Exercise prompt >> The whole listing below should be duplicated exactly, with nothing left out.

[Exercise data Boundary: Start]

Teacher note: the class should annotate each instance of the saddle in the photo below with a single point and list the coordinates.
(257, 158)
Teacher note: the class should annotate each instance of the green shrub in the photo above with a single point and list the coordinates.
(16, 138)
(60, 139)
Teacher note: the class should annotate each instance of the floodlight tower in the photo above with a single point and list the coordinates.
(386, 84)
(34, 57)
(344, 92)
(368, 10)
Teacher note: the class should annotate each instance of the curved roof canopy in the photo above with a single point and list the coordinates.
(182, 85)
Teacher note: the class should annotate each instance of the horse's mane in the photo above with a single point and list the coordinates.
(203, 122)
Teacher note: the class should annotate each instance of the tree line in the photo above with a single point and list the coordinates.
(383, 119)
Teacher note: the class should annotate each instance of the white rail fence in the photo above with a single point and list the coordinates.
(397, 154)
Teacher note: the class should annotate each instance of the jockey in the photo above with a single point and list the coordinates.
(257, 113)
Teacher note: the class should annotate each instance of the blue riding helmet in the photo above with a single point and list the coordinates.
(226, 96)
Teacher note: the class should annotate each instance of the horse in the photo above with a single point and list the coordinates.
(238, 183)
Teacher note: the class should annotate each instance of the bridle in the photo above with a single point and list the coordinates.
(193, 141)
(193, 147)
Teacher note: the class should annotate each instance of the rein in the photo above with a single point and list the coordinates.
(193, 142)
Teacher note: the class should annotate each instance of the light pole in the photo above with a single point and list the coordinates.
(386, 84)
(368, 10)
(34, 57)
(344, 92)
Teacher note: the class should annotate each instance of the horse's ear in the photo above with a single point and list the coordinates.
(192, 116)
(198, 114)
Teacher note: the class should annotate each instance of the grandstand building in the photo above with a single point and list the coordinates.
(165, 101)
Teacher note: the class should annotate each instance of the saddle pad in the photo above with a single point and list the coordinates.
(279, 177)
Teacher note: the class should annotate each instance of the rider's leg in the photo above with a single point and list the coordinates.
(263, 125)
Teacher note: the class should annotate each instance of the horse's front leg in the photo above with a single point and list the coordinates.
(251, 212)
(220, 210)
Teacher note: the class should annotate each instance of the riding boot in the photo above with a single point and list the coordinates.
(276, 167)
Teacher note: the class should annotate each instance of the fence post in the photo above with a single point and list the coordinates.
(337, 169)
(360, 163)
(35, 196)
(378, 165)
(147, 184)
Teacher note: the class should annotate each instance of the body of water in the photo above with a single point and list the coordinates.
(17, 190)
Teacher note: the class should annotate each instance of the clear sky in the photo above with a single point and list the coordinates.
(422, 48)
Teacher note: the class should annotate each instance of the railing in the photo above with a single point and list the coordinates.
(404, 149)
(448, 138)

[Exercise data Boundary: End]

Completed task >>
Teacher note: the class should annotate each instance of the saddle in the photo below with a single point and list the coordinates.
(257, 158)
Teacher note: the class should annotate each instance of the green shrub in the photo above with a single point and list the coordinates.
(16, 138)
(60, 139)
Teacher note: the class should annotate each instance of the floodlight tower in the photo above with a single point and list the coordinates.
(386, 84)
(34, 57)
(344, 92)
(368, 10)
Teacher note: the class should annotate each instance of the curved roof canopy in the photo above with a single point and list the coordinates.
(182, 85)
Teacher note: the class should annotate each instance of the horse's mane in the photo above with a single point and list the coordinates.
(203, 122)
Teacher note: the class should annotate each instance of the tree line in the photo above with a single point and list the coordinates.
(383, 119)
Teacher note: the class should annotate each instance of the white rail fence in the photo above with a single point and list the coordinates.
(397, 154)
Teacher note: the class should annotate each instance of the jockey in the photo above with a single point and list the coordinates.
(257, 113)
Teacher note: the class should annotate each instance of the blue riding helmet in the photo above with a single point and list the coordinates.
(226, 96)
Teacher note: the class should annotate each instance of the horse in the photo above with a single point and list the coordinates.
(238, 183)
Teacher note: the class should annotate each instance of the bridle in the photo above with a single point and list the coordinates.
(193, 141)
(193, 147)
Teacher note: the class should annotate each instance of the rein in the photo above with a single point and list the coordinates.
(193, 142)
Teacher note: the class should annotate each instance of the light pole in the photo above with a single point and list the coordinates.
(386, 84)
(368, 10)
(34, 57)
(344, 92)
Teacher note: the class should annotate each instance of the horse's ear in the photo above with a single point and list the coordinates.
(192, 116)
(198, 114)
Teacher note: the class should annotate each instance of the grandstand building in the photo above with a single point and list the coordinates.
(165, 101)
Teacher note: the class should annotate each instance of the saddle pad in the photo above with a single point and list the coordinates.
(279, 177)
Teacher note: the class should annotate each instance of the rider's leg in the photo above with a single point and list the coordinates.
(263, 125)
Teacher note: the class should annotate each instance of the horse's front leg in the photo above with a single point and list the coordinates.
(251, 212)
(220, 210)
Teacher note: the class should annotate each instance of the riding boot in the photo above with a single point and list the coordinates.
(276, 167)
Teacher note: the class should annotate each instance of the fence post in the photo above with a single point and list the coordinates.
(337, 169)
(360, 163)
(35, 196)
(378, 165)
(147, 184)
Teacher note: the class should annotate each instance of the body of water in the photo above with a single point and list the coordinates.
(17, 190)
Teacher note: the class should annotate each instance of the clear sky in the photo above with a single point and list the coordinates.
(422, 48)
Teacher note: the class should annotate each instance of the railing in the photo above with a single point and list the coordinates.
(404, 149)
(448, 138)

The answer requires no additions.